• _EXTRACT TO READ_
===

Children aged five to 11 must now wear masks in indoor public spaces throughout B.C., provincial health officer Dr. Bonnie Henry announced today.
“Recognizing that young people are now wearing masks from K to 12 in our school system, I’m adjusting our public mask mandate and requiring it for everyone five years of age and older to wear a mask in all indoor public spaces.”
Previously, the mask mandate only included those aged 12-plus.
Another layer of protection is also coming for younger children, with B.C.’s online vaccine booking system now open to those aged five to 11. Henry said vaccines for those children—numbering around 340,000 in B.C.—may be available in early November.
However, she doesn’t think the vaccine card system will be extended to that age group. She clarified that the system was not meant to be permanent, but was intended to get the province to the point where people could safely gather amid high rates of vaccination, as well as enabling businesses to remain open and the arts and culture sector to safely gather.
Henry and Health Minister Adrian Dix both spoke on the critical situation in the North, with Dix saying so far 55 critical care patients have been transferred from Northern Health to hospitals in the Vancouver Coastal, Fraser, and Island Health regions. Of those, 43 tested positive for COVID-19, 42 of whom are not fully vaccinated. Over the weekend, 14 people were transferred.
While the original intent was for B.C. to move to 100 per cent capacity in venues later this month when people must show proof of full vaccination, Henry said she is looking at the epidemiology in different parts of the province and will be making a decision by the end of this week.
“So much depends on what’s happening in your community. It is in many parts of the province where I hoped we would be. We’re looking at that in a more regional basis now. It may not be, as we had hoped in August, that we would have the same approach across the province. But I think I said in August that I was hoping we’d see a full arena for a Canucks game, or for a concert, for the symphony. I think in many parts of the province that is still in the cards.”
“I think masking is going to need to be with us for a while longer. We know, and now there’s some good evidence that keeps coming up that even in fully vaccinated populations, when you’re crowded together indoors for a period of time it makes it safer for everybody to be wearing masks, so that part of it may need to stay for longer.”

===

• _DATA SHOWN_
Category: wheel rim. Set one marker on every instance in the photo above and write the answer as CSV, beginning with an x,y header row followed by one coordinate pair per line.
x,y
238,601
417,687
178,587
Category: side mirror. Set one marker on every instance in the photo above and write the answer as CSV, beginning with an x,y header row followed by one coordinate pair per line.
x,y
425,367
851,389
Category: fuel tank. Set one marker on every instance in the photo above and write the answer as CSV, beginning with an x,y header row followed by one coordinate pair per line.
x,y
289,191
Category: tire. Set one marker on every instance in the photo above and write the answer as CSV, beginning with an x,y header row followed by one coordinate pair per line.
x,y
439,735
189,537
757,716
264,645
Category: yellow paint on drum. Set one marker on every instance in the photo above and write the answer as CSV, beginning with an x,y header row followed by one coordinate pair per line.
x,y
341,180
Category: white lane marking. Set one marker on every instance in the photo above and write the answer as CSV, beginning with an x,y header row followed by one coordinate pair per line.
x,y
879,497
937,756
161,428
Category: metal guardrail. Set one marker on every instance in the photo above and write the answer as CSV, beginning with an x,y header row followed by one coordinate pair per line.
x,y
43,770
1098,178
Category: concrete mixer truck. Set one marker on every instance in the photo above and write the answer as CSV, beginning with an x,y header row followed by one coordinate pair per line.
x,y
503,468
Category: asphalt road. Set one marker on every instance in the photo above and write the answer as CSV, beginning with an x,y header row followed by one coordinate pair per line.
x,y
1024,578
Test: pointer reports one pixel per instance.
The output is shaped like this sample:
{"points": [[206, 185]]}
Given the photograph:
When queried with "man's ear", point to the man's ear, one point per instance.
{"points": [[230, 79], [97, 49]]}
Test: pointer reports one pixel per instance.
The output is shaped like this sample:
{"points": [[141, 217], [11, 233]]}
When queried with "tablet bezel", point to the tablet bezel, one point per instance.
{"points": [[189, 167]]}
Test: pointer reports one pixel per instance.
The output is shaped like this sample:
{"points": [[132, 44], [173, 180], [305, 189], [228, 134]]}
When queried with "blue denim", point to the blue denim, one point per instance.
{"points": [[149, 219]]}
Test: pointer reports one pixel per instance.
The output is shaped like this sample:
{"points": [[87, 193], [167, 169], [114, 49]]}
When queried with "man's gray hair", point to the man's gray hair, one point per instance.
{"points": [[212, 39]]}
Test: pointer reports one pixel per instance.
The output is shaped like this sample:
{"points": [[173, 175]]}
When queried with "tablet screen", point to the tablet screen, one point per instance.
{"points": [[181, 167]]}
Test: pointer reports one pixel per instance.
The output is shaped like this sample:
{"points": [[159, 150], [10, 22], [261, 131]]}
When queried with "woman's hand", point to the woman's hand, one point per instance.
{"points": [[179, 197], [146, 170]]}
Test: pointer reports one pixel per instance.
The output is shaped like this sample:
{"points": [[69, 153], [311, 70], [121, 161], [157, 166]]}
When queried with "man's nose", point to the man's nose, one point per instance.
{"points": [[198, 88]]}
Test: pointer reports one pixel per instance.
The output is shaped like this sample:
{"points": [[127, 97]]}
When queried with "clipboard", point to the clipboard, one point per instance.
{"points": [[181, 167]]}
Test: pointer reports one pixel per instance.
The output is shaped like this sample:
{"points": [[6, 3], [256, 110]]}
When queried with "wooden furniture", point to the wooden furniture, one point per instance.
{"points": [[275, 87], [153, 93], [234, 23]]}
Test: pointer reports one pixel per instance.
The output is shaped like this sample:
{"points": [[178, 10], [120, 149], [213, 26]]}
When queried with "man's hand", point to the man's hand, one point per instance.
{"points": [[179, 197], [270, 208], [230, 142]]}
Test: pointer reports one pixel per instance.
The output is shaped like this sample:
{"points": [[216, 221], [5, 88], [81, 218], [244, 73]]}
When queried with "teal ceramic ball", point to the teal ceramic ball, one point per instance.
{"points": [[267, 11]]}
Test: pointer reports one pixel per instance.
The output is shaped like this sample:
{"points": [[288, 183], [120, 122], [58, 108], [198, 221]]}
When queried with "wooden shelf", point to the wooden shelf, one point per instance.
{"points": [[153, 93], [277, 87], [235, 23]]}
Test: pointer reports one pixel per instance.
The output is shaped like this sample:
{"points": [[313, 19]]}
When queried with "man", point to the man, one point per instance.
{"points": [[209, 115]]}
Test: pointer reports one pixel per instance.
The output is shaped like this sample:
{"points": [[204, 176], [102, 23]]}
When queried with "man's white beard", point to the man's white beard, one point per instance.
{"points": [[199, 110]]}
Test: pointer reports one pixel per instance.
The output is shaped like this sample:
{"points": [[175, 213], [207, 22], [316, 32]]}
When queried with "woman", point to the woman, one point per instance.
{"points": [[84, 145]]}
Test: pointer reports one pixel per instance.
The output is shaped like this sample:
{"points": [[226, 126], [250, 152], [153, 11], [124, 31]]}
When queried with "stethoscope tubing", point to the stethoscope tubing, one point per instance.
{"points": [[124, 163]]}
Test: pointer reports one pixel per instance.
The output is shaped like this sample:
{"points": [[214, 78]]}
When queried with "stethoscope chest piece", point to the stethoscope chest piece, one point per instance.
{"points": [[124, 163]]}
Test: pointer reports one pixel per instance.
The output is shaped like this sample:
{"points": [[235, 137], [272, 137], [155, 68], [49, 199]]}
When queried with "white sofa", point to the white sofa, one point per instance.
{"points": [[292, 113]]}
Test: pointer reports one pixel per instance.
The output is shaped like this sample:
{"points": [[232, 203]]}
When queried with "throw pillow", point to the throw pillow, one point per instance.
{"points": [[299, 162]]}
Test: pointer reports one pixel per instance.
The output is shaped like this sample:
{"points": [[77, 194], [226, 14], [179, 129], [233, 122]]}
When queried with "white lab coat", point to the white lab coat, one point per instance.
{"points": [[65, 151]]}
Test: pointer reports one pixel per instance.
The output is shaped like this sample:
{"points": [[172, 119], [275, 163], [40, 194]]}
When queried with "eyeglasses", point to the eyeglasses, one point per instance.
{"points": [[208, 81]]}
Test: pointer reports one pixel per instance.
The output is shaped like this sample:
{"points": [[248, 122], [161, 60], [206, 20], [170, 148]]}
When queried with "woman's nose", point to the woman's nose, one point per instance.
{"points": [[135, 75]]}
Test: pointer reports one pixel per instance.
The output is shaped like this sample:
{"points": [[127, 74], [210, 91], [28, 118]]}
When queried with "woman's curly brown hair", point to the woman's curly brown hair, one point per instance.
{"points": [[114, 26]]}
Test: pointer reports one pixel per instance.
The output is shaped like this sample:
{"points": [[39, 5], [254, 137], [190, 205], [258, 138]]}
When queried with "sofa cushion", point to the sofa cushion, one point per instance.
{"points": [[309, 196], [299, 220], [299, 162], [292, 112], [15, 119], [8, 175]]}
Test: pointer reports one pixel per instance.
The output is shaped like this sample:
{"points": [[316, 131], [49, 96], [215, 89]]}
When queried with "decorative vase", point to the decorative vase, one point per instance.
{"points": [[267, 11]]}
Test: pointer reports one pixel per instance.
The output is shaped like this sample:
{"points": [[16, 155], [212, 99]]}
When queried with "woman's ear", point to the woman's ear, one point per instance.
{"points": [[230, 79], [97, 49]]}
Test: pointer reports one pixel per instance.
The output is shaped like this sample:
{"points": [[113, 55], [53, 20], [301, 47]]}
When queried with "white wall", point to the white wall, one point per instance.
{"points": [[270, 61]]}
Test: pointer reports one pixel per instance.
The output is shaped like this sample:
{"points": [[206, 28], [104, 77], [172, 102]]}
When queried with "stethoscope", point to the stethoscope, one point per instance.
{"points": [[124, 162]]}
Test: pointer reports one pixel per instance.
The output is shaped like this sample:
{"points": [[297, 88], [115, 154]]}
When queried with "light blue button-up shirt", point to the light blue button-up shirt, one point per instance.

===

• _EXERCISE REQUIREMENTS_
1 - List every health region the article on B.C.'s mask mandate names.
2 - Continue the article on B.C.'s mask mandate from where it stops.

• _ANSWERS FOR THE EXERCISE_
1 - Northern Health, Vancouver Coastal, Fraser, Island Health

2 -
Overall, Henry asserted that the fall respiratory season will make things challenging. She said the Delta variant “spreads rapidly when it finds a toehold when people are not protected through vaccination.”
Health officials also reported 2,090 new cases of COVID-19 since Friday, four of which are epidemiologically linked. Since the pandemic began, B.C. has recorded 194,581 cases.
Of the new cases, 229 are in the Vancouver Coastal Health region (including Richmond), 814 in the Fraser Health region, 292 in the Island Health region, 404 in the Interior Health region, 351 in the Northern Health region and no new cases of people who reside outside of Canada.
There are 5,183 active cases of COVID-19 in B.C. and 357 of those people are hospitalized, 153 of whom are in intensive care.
To date, 7,978,015 doses of Pfizer-BioNTech, Moderna and AstraZeneca COVID-19 vaccines have been administered in B.C.; 3,830,063 of those are second doses.
This means that 89.3 per cent of adults and 88.8 per cent of people aged 12 and older have received their first dose of a vaccine. In addition, 83.3 per cent of adults and 82.6 per cent of those aged 12 and older have received two doses.
Sadly, there were 28 new virus-related deaths reported since Friday, bringing that total to 2,029. Of those who died, three lived in the Vancouver Coastal Health region, five in the Fraser Health region, five in the Island Health region, eight in the Interior Health region and seven in the Northern Health region.
Health authorities reported two new healthcare facility outbreaks. Active outbreaks continue at 14 long-term care facilities, three assisted or independent living facilities and two acute care facilities.
As of today, Dix said there are 1,955 long-term care and assisted living staff who have yet to be vaccinated. The Vancouver Coastal Health region continues to lead the way in staff vaccination, with 99 per cent of assisted living staff and 98 per cent of long-term care staff having received at least one dose of vaccine.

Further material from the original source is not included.